**EXERCISE OBJECTIVE**.
Rewrite all of the material below line by line, leaving out the image lines. Multiply every x and y coordinate in the answers by 1.1 and round to whole numbers, with halves rounded up, but keep the numbers in the sample formats unchanged.

──────── STORED ROWS ────────

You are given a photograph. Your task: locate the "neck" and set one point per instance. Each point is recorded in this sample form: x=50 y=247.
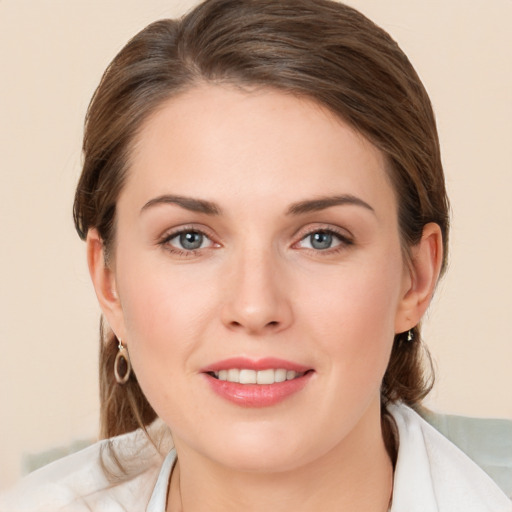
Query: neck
x=356 y=475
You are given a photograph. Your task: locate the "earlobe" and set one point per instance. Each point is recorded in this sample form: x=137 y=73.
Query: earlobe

────────

**SOLUTION FOR THIS EXERCISE**.
You are given a photograph. Your task: locate the "neck" and set one point per instance. Each point is recorded in this sample form: x=50 y=247.
Query: neck
x=392 y=523
You are given a photograph. Your task: locate the "earlobe" and set one point per instance. Each point is recorded in this sample form: x=137 y=73.
Query: earlobe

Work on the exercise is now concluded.